▸ **Request**
Rewrite every entry below, changing "marker" to "pin" throughout and leaving everything else the same. Don't include the pictures in your answer.

[Rows from a pointing dataset]
+++
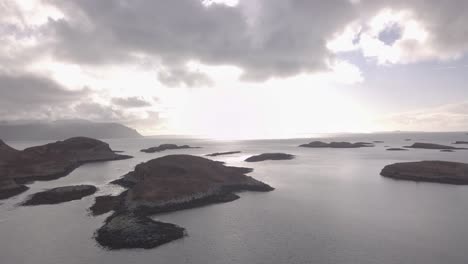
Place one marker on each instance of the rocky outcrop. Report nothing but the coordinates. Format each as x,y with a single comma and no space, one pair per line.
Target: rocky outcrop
104,204
50,161
270,156
165,147
8,187
136,231
428,171
320,144
431,146
222,153
397,149
165,184
61,195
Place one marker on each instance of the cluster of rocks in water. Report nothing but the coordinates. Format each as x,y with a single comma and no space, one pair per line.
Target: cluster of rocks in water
320,144
171,183
270,156
61,195
48,162
164,147
223,153
165,184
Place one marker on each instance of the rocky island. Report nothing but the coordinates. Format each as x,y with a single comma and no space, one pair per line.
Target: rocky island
320,144
165,184
48,162
270,156
163,147
222,153
428,171
61,195
431,146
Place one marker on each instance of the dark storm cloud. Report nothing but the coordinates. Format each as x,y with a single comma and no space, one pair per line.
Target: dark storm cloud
29,96
444,20
279,38
31,91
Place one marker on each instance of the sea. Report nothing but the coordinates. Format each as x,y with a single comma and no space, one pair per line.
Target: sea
329,206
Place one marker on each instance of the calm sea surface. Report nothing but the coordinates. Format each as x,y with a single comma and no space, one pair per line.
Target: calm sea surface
329,206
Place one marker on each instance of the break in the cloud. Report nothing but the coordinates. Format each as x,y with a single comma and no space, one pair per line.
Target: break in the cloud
451,117
128,51
131,102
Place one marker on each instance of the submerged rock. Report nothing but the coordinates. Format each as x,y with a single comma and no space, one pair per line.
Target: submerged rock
320,144
428,171
50,161
165,184
136,231
104,204
222,153
397,149
165,147
61,195
270,156
430,146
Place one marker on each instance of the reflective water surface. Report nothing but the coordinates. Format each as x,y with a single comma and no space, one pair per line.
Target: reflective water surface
329,206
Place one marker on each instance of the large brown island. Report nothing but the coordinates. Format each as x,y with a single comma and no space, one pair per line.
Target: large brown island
428,171
48,162
165,184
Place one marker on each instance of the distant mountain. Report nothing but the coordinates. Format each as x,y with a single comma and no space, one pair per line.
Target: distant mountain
64,129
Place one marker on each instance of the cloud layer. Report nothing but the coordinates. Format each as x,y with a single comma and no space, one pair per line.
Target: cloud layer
265,39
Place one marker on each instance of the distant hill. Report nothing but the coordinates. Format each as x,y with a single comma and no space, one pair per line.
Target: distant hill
60,130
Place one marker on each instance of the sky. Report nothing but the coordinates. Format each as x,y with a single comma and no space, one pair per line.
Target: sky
237,69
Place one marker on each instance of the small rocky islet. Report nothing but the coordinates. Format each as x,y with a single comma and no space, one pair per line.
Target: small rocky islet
223,153
270,156
166,184
320,144
164,147
60,195
48,162
428,171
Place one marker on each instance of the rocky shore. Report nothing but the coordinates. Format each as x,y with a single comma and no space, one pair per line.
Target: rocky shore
320,144
165,184
223,153
136,231
164,147
428,171
397,149
48,162
270,156
61,195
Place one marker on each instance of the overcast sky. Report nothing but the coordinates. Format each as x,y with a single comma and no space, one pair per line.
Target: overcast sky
237,69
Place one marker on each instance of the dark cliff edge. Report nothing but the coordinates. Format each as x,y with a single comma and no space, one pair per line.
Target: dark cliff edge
428,171
48,162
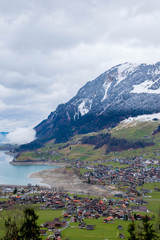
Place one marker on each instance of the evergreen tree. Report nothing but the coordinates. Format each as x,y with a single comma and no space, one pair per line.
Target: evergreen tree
12,231
132,231
29,229
148,230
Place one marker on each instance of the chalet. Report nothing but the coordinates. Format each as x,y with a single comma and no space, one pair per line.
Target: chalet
82,225
43,232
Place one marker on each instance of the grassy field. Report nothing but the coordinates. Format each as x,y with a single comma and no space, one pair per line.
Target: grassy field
102,231
74,150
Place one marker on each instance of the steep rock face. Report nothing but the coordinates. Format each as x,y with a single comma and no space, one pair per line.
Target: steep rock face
122,91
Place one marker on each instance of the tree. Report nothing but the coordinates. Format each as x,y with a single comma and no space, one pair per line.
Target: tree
15,190
29,229
12,230
148,230
142,231
132,231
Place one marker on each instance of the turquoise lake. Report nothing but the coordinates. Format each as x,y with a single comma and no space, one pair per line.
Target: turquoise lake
18,175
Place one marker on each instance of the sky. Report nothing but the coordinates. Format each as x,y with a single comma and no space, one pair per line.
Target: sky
49,49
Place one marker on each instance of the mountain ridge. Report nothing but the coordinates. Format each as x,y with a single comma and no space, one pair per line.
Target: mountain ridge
125,90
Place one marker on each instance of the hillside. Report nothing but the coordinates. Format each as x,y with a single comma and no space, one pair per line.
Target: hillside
132,132
126,90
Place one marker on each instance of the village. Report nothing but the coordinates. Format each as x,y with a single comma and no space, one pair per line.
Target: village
129,205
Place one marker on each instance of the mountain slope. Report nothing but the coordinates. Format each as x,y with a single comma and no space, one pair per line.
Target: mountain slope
122,91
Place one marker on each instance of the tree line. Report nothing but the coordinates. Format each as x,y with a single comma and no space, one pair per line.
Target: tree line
113,144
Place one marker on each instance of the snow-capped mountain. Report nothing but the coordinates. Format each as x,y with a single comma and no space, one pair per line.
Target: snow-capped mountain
123,91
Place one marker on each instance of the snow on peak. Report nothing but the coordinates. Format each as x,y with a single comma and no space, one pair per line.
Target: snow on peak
144,87
124,70
133,121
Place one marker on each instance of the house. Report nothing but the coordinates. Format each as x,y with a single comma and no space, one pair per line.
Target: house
82,225
43,232
121,235
119,227
90,227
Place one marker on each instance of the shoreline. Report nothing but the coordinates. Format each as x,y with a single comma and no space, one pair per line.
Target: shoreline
60,179
36,163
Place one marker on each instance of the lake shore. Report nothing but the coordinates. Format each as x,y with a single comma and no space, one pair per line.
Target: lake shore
69,182
29,162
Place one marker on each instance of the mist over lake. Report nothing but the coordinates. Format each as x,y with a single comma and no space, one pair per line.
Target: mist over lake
18,175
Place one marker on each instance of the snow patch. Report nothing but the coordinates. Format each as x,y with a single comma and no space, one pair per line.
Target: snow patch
85,107
145,88
21,136
132,121
124,70
106,86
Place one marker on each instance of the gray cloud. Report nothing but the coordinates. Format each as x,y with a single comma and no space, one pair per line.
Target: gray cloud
49,49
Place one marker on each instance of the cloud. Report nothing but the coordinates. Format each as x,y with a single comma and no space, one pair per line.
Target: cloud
49,49
21,136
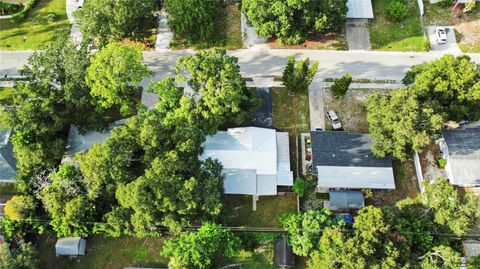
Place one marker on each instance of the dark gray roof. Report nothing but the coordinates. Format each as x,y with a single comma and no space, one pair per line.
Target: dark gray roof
8,163
344,149
346,200
283,254
462,141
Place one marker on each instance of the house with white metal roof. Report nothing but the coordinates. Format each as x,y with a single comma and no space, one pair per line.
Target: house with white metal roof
8,163
461,150
255,160
359,9
344,160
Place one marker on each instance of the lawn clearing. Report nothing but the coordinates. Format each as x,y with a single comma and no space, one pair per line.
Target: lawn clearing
406,185
228,34
105,252
350,109
392,36
43,24
238,210
291,114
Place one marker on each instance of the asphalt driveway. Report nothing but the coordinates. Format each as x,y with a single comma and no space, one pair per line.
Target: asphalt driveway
264,114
+++
▸ **Expected answer**
Place one pin on each instance of the rocky outcrop. Report nothing but the coordinates. Format each as x,y with a single comma and no space, one pair per line.
Target: rocky outcrop
104,204
50,161
270,156
165,147
8,187
136,231
428,171
320,144
431,146
222,153
397,149
165,184
61,195
Place one pin on each instance of the cluster of rocks in water. Report nothing but the coordinates. Format each as x,y with a single comma and no space, one pair per line.
Target: cluster of rocks in water
320,144
171,183
270,156
61,195
48,162
164,147
223,153
165,184
Place one pin on each instance of the rocky island. Report nothing but the coordinates. Format each as x,y with a single comma and no space, one pair per line.
Target: rocky island
320,144
165,184
48,162
270,156
163,147
222,153
428,171
61,195
431,146
Place one pin on each instance of the dark storm cloud. Report nothing but the coordinates. Format each as x,y with a single comma and no space, one pair per line.
Target: dark storm cloud
29,96
444,20
279,38
31,91
Place one pin on each instance of the sea. Report nothing but the coordinates. Format each as x,y with a single comma and no space, one pair per line.
Target: sea
329,206
Place one pin on each instance of the calm sea surface. Report nothing but the coordinates. Format each as x,y with a single comma and no space, one pair per line.
Target: calm sea surface
329,206
Place one pin on each instance of the break in the cloud. Report nothing but the coordinates. Format each as x,y with a single comma and no space, one pair per line.
Target: break in the cloud
451,117
128,51
131,102
Place one pin on each instance of the submerged rock. Report nothing but the coordinates. Format each as x,y with a single comma and no space, one pair per line.
Target: submerged rock
320,144
428,171
50,161
165,184
136,231
104,204
222,153
397,149
165,147
61,195
270,156
430,146
Place one pin on each instance of the reflective water surface. Report nothing but the coordinates. Format each as x,y with a single comma and no space, one pair per line.
Target: reflective water surface
329,206
Place one pin on each instance of the large brown island. Report nothing but the coordinates. Format each as x,y with a single comma and no space, one pair per line.
Target: large brown island
428,171
48,162
165,184
Place one pin on each instance of the distant mountain. Report nothing but the coordinates. Format each as x,y with a single comma and no space, one pair per line.
Target: distant mountain
64,129
Place one pin on each instance of the cloud layer. Report nothing but the coordinates. Format each as x,y with a single comma and no space, one pair per line.
Target: cloud layer
265,39
Place one pin on each instance of the distant hill. Report nothing but the coordinates. Format each as x,y with a single comma and no space, one pair per line.
Target: distant hill
60,130
Place one pin on each instance of the sky. Report nothing but the coordinates. Format each as x,y with a single comma and no space, one pair per line.
Target: sky
237,69
Place one pin on each instance of the small rocky islet. Report nothing but the coordinates. Format each as x,y with a single comma and no space, one pair per line.
Target: small rocky islet
223,153
270,156
166,184
320,144
164,147
60,195
48,162
428,171
Place one pin on each instance of the rocky shore. Report nothing but the coordinates. Format each as x,y with a single comma and no space, one pair per line.
Target: rocky shore
320,144
165,184
223,153
136,231
164,147
428,171
397,149
48,162
270,156
61,195
Place one pin on each instance of the overcast sky. Report nothing but the coordinates. Format each as x,y with a single comma and no space, one pair per line.
Target: overcast sky
237,69
Place one pin on each instance of the dark cliff edge. Report nothing but the coordinates. Format each as x,y with a single comma and no space, one pair per line.
Target: dark cliff edge
428,171
48,162
Place one pin on each instance of the evergreen tree. Report nothing but the coordinates. Format each as x,y with a single comma and no space, one pair per line.
Target: evergreen tree
12,231
132,231
29,229
148,230
Place one pin on each instance of the chalet. Report nothing but the coordinates. Format each as x,y with a single comma and no space, one pair per line.
Target: chalet
82,225
43,232
Place one pin on each instance of the grassy field. Report nothing but the coordinates. Format each as x,y with a single comma and no space, one pair per line.
Target: grassy field
102,231
74,150
Place one pin on each instance of the steep rock face. Report nothing but the coordinates. Format each as x,y with a single comma and no space, one pair per line.
Target: steep rock face
122,91
Place one pin on each instance of the tree. Report nothing but the coordinates. Format each as x,y with a single comma and no space, one pair per line.
Target: tree
15,190
29,229
12,230
148,230
142,231
132,231
Place one pin on each instance of the turquoise lake. Report nothing but the coordinates. Format each as x,y with a single comma and no space, one pair per line.
Target: turquoise lake
18,175
Place one pin on each instance of the sky. Report nothing but the coordinates. Format each as x,y with a single comma and no space, one pair per line.
Target: sky
49,49
Place one pin on each instance of the mountain ridge. Report nothing but the coordinates. Format each as x,y with a single comma and no space, one pair per line.
Target: mountain ridge
125,90
Place one pin on each instance of the hillside. Report nothing but the coordinates. Format each as x,y with a single comma and no space, one pair per line.
Target: hillside
132,132
126,90
Place one pin on each instance of the village. Report nothing but the coordinates. Format each as x,y with a single comma and no space, one pair per line.
Target: village
129,205
Place one pin on each instance of the mountain slope. Report nothing but the coordinates. Format each as x,y with a single comma and no space, one pair per line.
Target: mountain slope
122,91
Place one pin on each instance of the tree line. Report nothing but the coordinates. Format each as x,y with a single comma and no space, one pair per line.
Target: tree line
113,144
Place one pin on each instance of the snow-capped mountain. Report nothing but the coordinates. Format each as x,y with a single comma and no space, one pair per line.
Target: snow-capped mountain
123,91
Place one pin on each instance of the snow on peak. Report nothing but the coordinates. Format each as x,y with a single comma and no space, one pair per line.
Target: snow on peak
144,87
124,70
133,121
Place one pin on each instance of the house. Report nothing but the coordinates. Format each as x,y with a single comma and no space, one pair per line.
Target: house
82,225
43,232
121,235
119,227
90,227
Place one pin on each instance of the shoreline. Report nothing but the coordinates. Format each as x,y with a single comma and no space, one pair per line.
Target: shoreline
60,179
36,163
Place one pin on each instance of the lake shore. Report nothing but the coordinates. Format each as x,y with a single comma and no space, one pair per line.
Target: lake shore
69,182
29,162
Place one pin on each instance of the mist over lake. Report nothing but the coordinates. Format each as x,y with a single comma and no space, one pair per line.
Target: mist over lake
18,175
Place one pin on each instance of the snow patch. Report nothing but the coordinates. Format each as x,y with a single comma and no space, one pair per line.
Target: snow patch
85,107
145,88
21,136
132,121
124,70
106,86
Place one pin on each instance of the gray cloud. Report nothing but the coordinates. Format each as x,y with a single comma and no space, one pair per line.
Target: gray cloud
49,49
Place one pin on each instance of the cloud. Report nothing but the coordinates. Format each as x,y with a single comma and no space, one pair per line.
Target: cloud
49,49
21,136
Place one pin on each instance of the dark gray roof. Report nothing but the coordinates. Format each as x,y with a single comma and no space, one pair per line.
Target: dark gray roof
8,163
344,149
346,200
283,254
462,141
Place one pin on each instance of the house with white metal roof. Report nothing but the coordinates. Format each as x,y with a single comma and no space, one pair per line.
Target: house with white metal roof
8,163
461,150
255,160
359,9
344,160
Place one pin on each instance of the lawn clearing. Report nothing but the coordinates. Format each as x,y with a single comma and no space, one pair per line.
Target: lawn clearing
406,185
228,34
105,252
350,109
392,36
43,24
238,210
291,114
Place one pin on each instance of the asphalt driveway. Report nothing but the coordinates. Format each as x,y with a single comma and no space, one pair per line.
Target: asphalt driveway
264,114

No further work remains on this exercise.